**Assigned task**
Transcribed word for word, the lines below from the one with "point: white altar" through the last line of the records form the answer; no picture is to be included.
== Segment start ==
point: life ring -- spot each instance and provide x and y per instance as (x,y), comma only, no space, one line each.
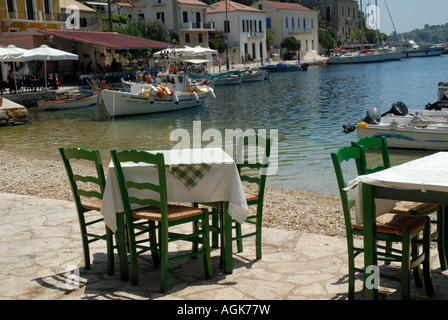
(97,73)
(173,69)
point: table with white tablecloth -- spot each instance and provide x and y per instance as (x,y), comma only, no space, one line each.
(424,180)
(193,175)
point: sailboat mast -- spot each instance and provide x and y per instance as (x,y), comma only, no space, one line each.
(362,29)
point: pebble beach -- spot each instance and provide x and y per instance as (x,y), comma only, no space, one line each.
(287,209)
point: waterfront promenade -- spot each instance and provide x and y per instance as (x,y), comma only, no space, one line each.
(40,245)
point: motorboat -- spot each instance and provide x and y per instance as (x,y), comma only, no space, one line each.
(411,49)
(405,129)
(249,75)
(70,100)
(170,92)
(357,57)
(282,66)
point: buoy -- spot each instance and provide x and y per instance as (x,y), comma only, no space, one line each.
(146,93)
(212,93)
(175,98)
(195,96)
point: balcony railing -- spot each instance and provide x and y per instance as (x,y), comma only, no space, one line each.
(197,26)
(299,30)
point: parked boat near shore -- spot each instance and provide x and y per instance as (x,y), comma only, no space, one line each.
(77,100)
(169,93)
(411,50)
(282,66)
(405,129)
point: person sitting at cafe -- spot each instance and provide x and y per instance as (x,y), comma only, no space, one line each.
(147,77)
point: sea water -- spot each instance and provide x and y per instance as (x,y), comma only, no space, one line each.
(304,110)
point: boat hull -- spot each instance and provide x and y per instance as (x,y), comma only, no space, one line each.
(68,104)
(126,103)
(433,137)
(422,52)
(356,58)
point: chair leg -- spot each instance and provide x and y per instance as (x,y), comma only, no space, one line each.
(259,229)
(351,270)
(427,262)
(206,245)
(163,258)
(110,251)
(153,243)
(120,237)
(405,266)
(239,241)
(85,242)
(441,238)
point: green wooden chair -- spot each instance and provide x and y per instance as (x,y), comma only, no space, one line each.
(391,227)
(154,208)
(406,207)
(252,171)
(88,193)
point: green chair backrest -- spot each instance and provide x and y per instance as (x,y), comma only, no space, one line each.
(252,159)
(84,185)
(349,153)
(374,143)
(157,191)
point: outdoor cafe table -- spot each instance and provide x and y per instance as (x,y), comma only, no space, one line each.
(424,180)
(218,181)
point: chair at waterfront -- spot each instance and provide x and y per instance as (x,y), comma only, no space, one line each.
(155,215)
(390,227)
(406,207)
(253,172)
(88,192)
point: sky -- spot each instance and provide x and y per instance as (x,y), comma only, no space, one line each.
(408,15)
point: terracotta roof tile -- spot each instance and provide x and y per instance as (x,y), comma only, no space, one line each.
(108,39)
(232,6)
(193,2)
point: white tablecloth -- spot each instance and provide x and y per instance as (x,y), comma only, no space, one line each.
(427,173)
(220,183)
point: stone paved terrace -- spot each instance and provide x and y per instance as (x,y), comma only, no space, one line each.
(39,242)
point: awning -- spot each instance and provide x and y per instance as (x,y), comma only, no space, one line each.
(197,61)
(108,39)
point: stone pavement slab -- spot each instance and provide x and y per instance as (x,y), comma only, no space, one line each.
(41,256)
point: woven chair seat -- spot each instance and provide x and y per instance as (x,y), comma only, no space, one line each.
(390,223)
(93,205)
(250,197)
(408,206)
(175,212)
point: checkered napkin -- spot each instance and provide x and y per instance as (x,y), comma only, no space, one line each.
(189,174)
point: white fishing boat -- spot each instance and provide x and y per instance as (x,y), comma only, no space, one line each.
(169,93)
(254,75)
(411,50)
(356,57)
(418,129)
(69,101)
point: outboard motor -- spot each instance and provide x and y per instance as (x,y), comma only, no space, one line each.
(398,109)
(373,116)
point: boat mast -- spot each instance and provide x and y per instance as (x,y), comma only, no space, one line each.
(362,29)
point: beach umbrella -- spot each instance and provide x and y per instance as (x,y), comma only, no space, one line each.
(14,54)
(52,54)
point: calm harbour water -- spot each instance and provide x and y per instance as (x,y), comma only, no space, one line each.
(307,109)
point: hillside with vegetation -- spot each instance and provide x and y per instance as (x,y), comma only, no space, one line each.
(437,34)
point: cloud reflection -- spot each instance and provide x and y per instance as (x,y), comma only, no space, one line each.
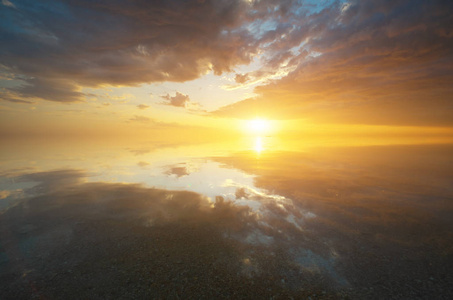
(91,223)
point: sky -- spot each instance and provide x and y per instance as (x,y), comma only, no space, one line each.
(124,67)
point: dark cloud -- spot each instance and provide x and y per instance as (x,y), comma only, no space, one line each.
(361,62)
(60,46)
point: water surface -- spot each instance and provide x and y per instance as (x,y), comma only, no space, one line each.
(252,219)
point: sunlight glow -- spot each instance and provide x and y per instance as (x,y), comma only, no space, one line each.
(258,126)
(258,144)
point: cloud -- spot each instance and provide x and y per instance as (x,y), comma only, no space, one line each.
(8,3)
(140,119)
(179,100)
(58,47)
(241,78)
(387,62)
(178,171)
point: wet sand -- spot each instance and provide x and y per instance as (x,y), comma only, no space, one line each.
(116,241)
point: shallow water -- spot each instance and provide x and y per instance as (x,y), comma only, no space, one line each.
(250,219)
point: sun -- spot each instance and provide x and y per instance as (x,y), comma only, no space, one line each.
(258,126)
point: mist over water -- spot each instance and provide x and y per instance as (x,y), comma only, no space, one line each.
(254,219)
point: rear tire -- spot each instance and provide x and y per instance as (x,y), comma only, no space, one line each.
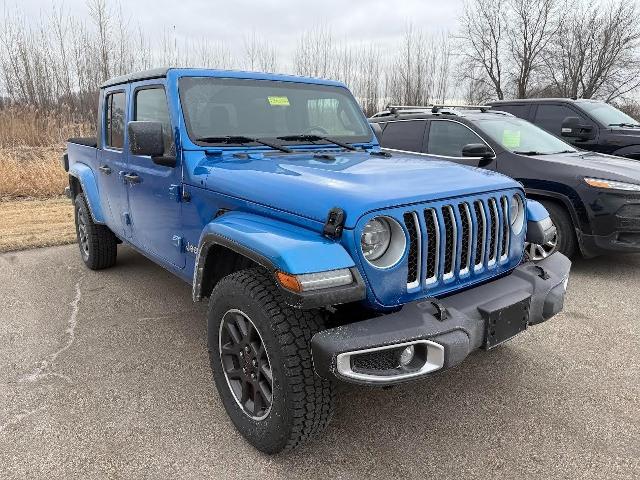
(98,247)
(286,403)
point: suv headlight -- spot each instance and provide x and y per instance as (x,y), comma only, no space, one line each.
(383,242)
(516,214)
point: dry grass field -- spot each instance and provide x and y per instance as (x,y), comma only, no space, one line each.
(32,211)
(35,223)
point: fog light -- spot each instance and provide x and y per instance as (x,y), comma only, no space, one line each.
(407,355)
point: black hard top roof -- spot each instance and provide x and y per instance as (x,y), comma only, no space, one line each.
(459,114)
(540,100)
(134,77)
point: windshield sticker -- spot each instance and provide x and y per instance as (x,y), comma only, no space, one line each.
(511,138)
(278,101)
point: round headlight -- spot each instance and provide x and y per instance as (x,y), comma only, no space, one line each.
(383,242)
(516,214)
(376,238)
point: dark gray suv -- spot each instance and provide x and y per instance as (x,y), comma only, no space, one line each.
(593,199)
(587,124)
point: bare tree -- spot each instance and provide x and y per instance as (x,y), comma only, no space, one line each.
(532,27)
(259,54)
(315,53)
(596,53)
(484,38)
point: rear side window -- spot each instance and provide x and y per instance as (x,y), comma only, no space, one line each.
(151,106)
(448,138)
(114,120)
(550,117)
(521,111)
(407,135)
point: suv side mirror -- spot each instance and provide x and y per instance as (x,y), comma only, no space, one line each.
(477,150)
(145,138)
(377,130)
(572,127)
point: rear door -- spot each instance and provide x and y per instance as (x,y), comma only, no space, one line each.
(112,159)
(154,190)
(447,138)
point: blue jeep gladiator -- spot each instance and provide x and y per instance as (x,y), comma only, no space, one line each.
(323,258)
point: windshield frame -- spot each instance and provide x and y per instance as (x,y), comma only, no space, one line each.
(481,122)
(353,140)
(589,107)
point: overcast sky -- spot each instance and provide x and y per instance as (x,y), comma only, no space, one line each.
(279,21)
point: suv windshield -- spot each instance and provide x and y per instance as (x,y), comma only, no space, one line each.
(520,136)
(608,114)
(266,109)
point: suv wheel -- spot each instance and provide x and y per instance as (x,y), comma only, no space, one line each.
(564,241)
(260,356)
(98,244)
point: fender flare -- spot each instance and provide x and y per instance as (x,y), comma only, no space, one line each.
(536,211)
(278,246)
(579,222)
(85,176)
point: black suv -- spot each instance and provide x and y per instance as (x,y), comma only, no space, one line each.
(593,199)
(587,124)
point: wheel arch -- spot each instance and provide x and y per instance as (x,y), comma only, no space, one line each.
(238,240)
(580,220)
(82,180)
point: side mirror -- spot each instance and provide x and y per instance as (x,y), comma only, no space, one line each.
(377,130)
(572,127)
(477,150)
(145,138)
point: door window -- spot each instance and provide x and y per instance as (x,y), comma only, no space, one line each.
(550,117)
(448,138)
(407,135)
(151,106)
(518,110)
(114,120)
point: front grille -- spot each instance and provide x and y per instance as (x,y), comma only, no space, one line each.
(457,239)
(413,228)
(433,243)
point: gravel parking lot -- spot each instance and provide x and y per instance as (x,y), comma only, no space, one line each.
(105,375)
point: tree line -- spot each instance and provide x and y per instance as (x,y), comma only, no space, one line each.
(502,49)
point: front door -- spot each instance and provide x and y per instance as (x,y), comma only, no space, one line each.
(154,190)
(112,161)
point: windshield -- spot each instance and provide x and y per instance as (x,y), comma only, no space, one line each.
(607,114)
(520,136)
(266,109)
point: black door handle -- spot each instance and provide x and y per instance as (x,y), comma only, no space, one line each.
(131,178)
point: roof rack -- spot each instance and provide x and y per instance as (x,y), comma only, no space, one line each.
(396,109)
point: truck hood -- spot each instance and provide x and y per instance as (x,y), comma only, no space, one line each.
(598,165)
(357,182)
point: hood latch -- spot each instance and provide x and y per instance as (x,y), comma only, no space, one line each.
(335,223)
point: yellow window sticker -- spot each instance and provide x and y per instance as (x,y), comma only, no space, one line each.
(278,101)
(511,138)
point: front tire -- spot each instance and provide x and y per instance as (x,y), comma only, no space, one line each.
(260,355)
(98,244)
(565,240)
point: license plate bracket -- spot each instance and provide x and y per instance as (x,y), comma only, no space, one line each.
(502,324)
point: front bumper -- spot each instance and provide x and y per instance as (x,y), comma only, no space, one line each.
(535,291)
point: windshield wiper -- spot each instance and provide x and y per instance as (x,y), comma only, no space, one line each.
(242,140)
(314,138)
(530,153)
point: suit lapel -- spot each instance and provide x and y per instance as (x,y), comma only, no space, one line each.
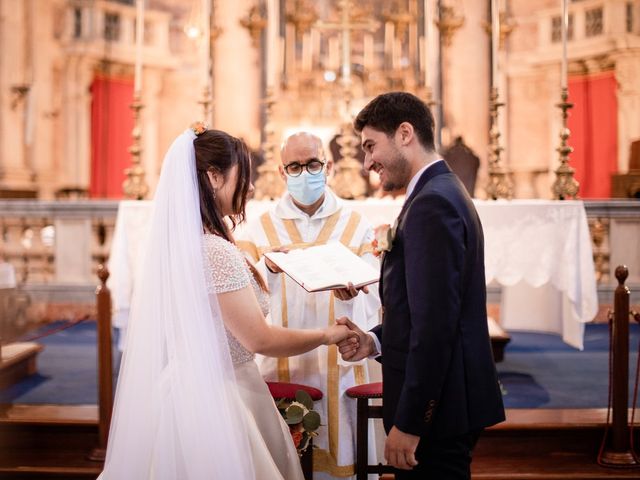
(434,170)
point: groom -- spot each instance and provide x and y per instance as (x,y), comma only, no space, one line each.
(440,385)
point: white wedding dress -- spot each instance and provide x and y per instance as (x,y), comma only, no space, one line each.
(274,455)
(190,403)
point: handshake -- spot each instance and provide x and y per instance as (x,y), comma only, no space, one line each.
(353,344)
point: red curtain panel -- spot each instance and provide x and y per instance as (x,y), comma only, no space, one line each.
(111,125)
(593,122)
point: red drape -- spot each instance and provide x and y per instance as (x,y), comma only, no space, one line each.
(593,122)
(111,126)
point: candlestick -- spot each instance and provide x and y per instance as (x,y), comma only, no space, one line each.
(426,44)
(495,38)
(564,27)
(272,38)
(137,78)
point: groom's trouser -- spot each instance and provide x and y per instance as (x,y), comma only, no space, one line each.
(443,459)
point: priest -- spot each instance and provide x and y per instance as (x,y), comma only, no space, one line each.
(310,214)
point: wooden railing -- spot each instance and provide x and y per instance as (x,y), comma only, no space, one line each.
(63,242)
(617,446)
(105,365)
(56,242)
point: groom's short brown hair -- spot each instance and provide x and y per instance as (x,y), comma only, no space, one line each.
(387,111)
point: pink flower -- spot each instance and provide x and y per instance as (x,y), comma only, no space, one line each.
(383,240)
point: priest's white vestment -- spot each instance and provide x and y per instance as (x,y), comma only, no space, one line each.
(293,307)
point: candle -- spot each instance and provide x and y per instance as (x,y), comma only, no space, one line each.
(426,43)
(495,38)
(316,40)
(272,39)
(334,55)
(367,53)
(388,42)
(137,77)
(565,26)
(306,52)
(206,42)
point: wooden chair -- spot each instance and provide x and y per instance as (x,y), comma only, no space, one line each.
(499,339)
(287,391)
(365,411)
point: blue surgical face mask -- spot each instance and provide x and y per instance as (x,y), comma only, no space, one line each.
(306,189)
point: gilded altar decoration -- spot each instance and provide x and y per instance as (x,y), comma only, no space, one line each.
(302,419)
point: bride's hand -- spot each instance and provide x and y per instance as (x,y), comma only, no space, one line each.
(338,333)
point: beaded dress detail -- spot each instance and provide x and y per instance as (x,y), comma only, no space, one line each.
(226,270)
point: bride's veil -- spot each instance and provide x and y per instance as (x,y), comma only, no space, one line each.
(176,413)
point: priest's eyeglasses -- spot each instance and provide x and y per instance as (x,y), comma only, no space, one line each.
(295,169)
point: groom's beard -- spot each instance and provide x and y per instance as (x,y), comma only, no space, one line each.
(397,172)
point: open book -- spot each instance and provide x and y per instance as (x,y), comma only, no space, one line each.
(325,267)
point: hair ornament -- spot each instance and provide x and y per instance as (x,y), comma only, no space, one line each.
(199,127)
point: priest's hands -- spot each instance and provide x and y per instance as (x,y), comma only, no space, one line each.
(272,267)
(354,351)
(349,292)
(400,449)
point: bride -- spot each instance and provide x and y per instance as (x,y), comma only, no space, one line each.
(190,402)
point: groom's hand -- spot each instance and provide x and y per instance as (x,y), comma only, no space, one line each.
(353,352)
(400,449)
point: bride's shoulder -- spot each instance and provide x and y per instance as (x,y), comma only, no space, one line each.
(211,240)
(226,268)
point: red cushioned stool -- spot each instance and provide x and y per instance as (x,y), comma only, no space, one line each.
(363,393)
(288,391)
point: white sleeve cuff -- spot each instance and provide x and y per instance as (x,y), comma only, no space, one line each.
(376,342)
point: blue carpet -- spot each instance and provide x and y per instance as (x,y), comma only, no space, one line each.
(539,370)
(67,368)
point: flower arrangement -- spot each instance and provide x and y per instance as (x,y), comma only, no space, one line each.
(383,238)
(302,419)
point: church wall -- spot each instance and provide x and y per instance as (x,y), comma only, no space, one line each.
(465,95)
(627,72)
(236,75)
(15,81)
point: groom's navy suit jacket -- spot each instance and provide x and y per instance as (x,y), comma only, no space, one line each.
(438,371)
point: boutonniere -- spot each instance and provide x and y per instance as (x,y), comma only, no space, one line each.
(383,238)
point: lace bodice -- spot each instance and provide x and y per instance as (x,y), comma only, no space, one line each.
(226,270)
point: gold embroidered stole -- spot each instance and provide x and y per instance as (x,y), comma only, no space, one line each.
(323,460)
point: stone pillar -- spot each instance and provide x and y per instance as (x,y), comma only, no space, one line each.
(627,71)
(16,80)
(465,91)
(76,111)
(236,83)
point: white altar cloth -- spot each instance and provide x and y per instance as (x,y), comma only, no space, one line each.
(539,251)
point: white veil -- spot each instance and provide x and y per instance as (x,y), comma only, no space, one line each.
(175,415)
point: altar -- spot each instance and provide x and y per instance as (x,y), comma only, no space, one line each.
(538,251)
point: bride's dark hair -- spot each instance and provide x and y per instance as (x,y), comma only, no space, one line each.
(217,151)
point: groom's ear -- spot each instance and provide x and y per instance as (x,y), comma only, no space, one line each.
(405,133)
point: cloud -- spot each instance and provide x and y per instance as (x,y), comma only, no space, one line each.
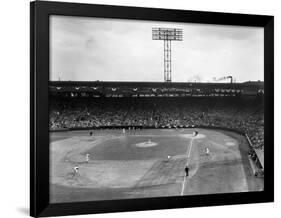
== Segment end ==
**Your response**
point: white altar cloth -- spot each instance and provide x and y per instance as (x,y), comma only, no space, one line each.
(539,251)
point: white veil -- spot each instance and provide x and y per instance as (x,y), comma only, no space, one line each.
(175,415)
point: altar -- spot each instance and provide x and y per instance as (x,y), comma only, no space, one line each.
(538,251)
point: bride's dark hair -- spot each instance and provide x and y per instance as (x,y), comma only, no space, one line each.
(217,151)
point: groom's ear -- spot each instance and provide x and y per instance as (x,y), comma only, no space, one line each.
(405,133)
point: cloud -- spot each instance and provide x and y per instance as (x,y), comma only, no space, one line each.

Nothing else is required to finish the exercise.